What to work on: Under this line are the records; write out word for word the part that begins at the line containing "Query: sun flare" and ends at the line containing "x=139, y=319", and no more.

Dataset items
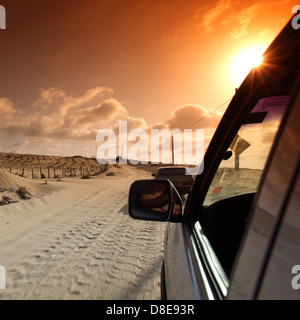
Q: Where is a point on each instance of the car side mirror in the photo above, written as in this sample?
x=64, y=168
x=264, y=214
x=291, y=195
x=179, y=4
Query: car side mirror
x=156, y=200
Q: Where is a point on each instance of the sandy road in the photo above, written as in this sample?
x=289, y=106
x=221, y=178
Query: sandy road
x=79, y=242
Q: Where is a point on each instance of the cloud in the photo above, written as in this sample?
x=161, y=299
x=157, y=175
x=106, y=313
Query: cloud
x=243, y=20
x=56, y=100
x=193, y=116
x=228, y=13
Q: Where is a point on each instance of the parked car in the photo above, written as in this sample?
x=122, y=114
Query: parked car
x=179, y=176
x=238, y=236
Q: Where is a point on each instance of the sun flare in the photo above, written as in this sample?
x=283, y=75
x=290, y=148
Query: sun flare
x=244, y=61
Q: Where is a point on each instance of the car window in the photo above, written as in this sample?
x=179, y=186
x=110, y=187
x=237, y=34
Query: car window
x=248, y=152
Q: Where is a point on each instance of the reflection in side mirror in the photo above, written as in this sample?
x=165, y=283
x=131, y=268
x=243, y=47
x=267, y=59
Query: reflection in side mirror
x=154, y=200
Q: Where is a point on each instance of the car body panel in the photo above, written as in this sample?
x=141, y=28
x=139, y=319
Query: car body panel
x=177, y=175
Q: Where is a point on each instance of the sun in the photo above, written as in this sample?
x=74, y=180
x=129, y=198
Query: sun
x=244, y=61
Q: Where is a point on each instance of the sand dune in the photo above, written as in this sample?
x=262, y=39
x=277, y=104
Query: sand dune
x=74, y=240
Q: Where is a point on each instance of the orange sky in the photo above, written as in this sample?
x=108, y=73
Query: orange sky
x=70, y=68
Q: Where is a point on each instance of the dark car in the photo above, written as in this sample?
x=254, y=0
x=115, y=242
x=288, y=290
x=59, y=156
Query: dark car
x=238, y=236
x=179, y=176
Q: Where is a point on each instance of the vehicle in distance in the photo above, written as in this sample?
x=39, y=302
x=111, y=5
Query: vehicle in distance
x=179, y=176
x=238, y=235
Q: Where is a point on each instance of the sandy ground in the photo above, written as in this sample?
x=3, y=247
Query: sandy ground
x=74, y=239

Finished exercise:
Query: sun flare
x=244, y=61
Q: Where is a point on each instance of the car window in the photo above, written as in this sample?
x=179, y=186
x=110, y=187
x=237, y=34
Query: car window
x=248, y=152
Q: Where is a point on each instance of the reflection in side mirror in the photo above, written as in this sample?
x=165, y=283
x=131, y=268
x=243, y=47
x=267, y=59
Query: reflection in side mirror
x=154, y=200
Q: Where is a point on each instance of the car body panel in the photo above, written as in this sample?
x=141, y=28
x=139, y=319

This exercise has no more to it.